● **What the task requires**
Verbatim output of all the material below is required.

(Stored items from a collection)
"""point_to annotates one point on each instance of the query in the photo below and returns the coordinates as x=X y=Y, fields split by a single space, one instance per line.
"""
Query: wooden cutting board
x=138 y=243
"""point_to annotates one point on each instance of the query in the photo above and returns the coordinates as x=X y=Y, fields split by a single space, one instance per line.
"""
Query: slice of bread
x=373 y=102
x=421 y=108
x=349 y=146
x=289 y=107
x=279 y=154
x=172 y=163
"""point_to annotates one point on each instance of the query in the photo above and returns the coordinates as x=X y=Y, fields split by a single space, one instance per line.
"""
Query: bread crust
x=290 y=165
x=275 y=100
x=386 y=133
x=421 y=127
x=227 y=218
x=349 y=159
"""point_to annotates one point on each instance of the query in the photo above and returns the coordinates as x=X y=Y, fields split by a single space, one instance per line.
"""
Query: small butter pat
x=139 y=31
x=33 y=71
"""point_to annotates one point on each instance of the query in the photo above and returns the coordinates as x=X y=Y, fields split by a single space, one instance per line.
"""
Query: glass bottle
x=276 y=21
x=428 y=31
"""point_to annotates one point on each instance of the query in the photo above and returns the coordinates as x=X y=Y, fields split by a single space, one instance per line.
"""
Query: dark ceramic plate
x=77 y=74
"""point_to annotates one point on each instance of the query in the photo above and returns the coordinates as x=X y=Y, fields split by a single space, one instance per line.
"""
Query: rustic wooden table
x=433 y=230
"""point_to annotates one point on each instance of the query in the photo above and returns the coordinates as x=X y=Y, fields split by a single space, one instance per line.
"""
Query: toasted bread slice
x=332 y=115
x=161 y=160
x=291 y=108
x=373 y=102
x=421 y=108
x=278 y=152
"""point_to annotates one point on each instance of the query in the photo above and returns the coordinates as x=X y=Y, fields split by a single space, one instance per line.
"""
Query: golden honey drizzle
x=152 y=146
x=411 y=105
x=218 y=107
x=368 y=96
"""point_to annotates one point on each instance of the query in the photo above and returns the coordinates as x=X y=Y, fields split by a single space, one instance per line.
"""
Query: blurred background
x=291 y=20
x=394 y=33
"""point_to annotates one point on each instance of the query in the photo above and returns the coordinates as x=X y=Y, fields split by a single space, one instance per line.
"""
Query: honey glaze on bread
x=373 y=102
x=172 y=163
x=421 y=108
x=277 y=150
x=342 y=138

● **Written solution**
"""point_to annotates one point on each instance of the query in the photo below and returns the coordinates as x=X y=Y, fields split by a single space, one instance per line.
"""
Query: wooden cutting board
x=138 y=243
"""point_to annotates one point on each instance of the query in the photo above and returns the coordinates as x=X y=Y, fields split by a single space, one instance per line.
"""
Query: slice of bread
x=373 y=102
x=421 y=108
x=349 y=146
x=289 y=107
x=279 y=154
x=172 y=163
"""point_to annotates one point on each instance of the query in the photo above and returns the coordinates as x=X y=Y, fields split by a single space, one instance per line.
"""
Query: bread crust
x=290 y=165
x=275 y=100
x=386 y=133
x=421 y=127
x=227 y=218
x=349 y=159
"""point_to annotates one point on each instance of the query in the photo above and returns the coordinates as x=X y=Y, fields split by a single space, one instance per line.
"""
Query: small butter pat
x=139 y=31
x=33 y=71
"""point_to annotates one point on each instance of the query in the photo above and returns the coordinates as x=X y=Y, fields split by a single space, one instance per line.
"""
Query: glass bottle
x=276 y=21
x=428 y=31
"""point_to annotates one point on each instance of the query in the photo above and returns the coordinates as x=X y=Y, fields split by a single space, one instance per line.
"""
Query: dark ceramic plate
x=77 y=74
"""point_to annotates one point on each instance of the query in the photo above and returns the coordinates as x=X y=Y, fields split by a single space, one instance per line.
"""
Query: rustic wooden table
x=433 y=230
"""point_to annotates one point on each instance of the query in the photo above and returns the coordinates as x=X y=Y, fields split by a single space, one instance per line.
"""
Query: toasted bread slice
x=332 y=115
x=161 y=160
x=291 y=108
x=373 y=102
x=421 y=108
x=278 y=152
"""point_to annotates one point on each instance of the query in the photo above and returns the coordinates as x=X y=Y, fields split by a single space, one instance per line.
"""
Query: golden honey drizzle
x=152 y=146
x=411 y=105
x=218 y=107
x=368 y=96
"""point_to annotates one point on each instance of the query in the photo above and returns the coordinates as x=X y=Y, fields split by a single space, one instance per line.
"""
Query: blurred background
x=291 y=20
x=394 y=33
"""point_to annotates one point on each instance of the query in the photo above and returns the coordinates as x=X y=Y, fields split by a single space, one instance per line.
"""
Query: honey glaze on bread
x=373 y=102
x=172 y=163
x=421 y=108
x=277 y=150
x=342 y=138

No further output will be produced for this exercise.